● PAGE:
## start
NASCAR makes rule change

By James Harley

In a time where football and basketball dominate ESPN’s SportsCenter highlights, sports that used to find themselves near the top are trying to crawl back up in search of a larger fan base.

Baseball, which recently lost to football in a poll as America’s biggest pastime, brought new changes to the game as the MLB announced an implementation of rules to try and speed up games. These announcements brought a fairly negative outcry from hardcore baseball fans. However, there is another sport taking even more criticism for even bigger changes to its format.

NASCAR announced changes over its off season, which added stages to each NASCAR race. Every race will now have three stages, and winners of the first two stages will get 10 bonus points that add into the playoff s at the end of the season. In the last stage, drivers race to determine who the winner is, like normal. Winners of the race still get 40 points, as it was last season, and hoist the trophy in victory lane.
## end
● DATA:
## start
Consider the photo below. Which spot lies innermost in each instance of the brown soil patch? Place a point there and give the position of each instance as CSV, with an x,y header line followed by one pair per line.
## end
● PROMPT 1: Reproduce the NASCAR article word for word from "In a time where" to "to its format.".
● PROMPT 2: Continue the NASCAR article from its last sentence.

● EXERCISE RESPONSE 1:
In a time where football and basketball dominate ESPN’s SportsCenter highlights, sports that used to find themselves near the top are trying to crawl back up in search of a larger fan base.

Baseball, which recently lost to football in a poll as America’s biggest pastime, brought new changes to the game as the MLB announced an implementation of rules to try and speed up games. These announcements brought a fairly negative outcry from hardcore baseball fans. However, there is another sport taking even more criticism for even bigger changes to its format.

● EXERCISE RESPONSE 2:
The changes, among several others, come to try and improve the excitement on the track, at a time where NASCAR struggles to sell out its seats in the stands. Steve O’Donnell, NASCAR’s chief of racing, told Fox Sports that these changes come from what he’s heard “loud and clear from the fans on Twitter.”

With reports of NASCAR considering reducing the noise of racecars on the track for next season, some longtime fans are beginning to turn away from the sport, frustrated with the direction it is going in its attempt to gain new viewers.

“You have lost another fan due to your changes,” said J.R. Huntley in a top-liked comment on NASCAR’s Facebook post. “Stage racing or segment racing has taken away how NASCAR was developed.”

Huntley isn’t the only one who has turned his head away from the sport. In 2002, NASCAR had some of its best ratings in its history. According to Jayski, a website partnered with ESPN that has displayed NASCAR ratings since 2001, the 2002 Daytona 500 had about 35 million viewers, while last year’s Daytona 500 had just about 11.4 million viewers. This stat simply shows a downward trend that NASCAR has seen over the last few years that could be related to a number a things, but it really strongly points to one trend in particular, which is the shrinking fan base.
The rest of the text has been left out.